Objective
Rewrite the material below, changing every "parked truck" to "parked van" and leaving everything else unchanged.

Excerpts from a point labeling dataset:
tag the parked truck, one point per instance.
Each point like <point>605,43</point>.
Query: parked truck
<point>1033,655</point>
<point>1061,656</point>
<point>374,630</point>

Correct answer
tag the parked van, one point per instance.
Each point like <point>605,43</point>.
Query: parked van
<point>1033,655</point>
<point>1061,656</point>
<point>374,630</point>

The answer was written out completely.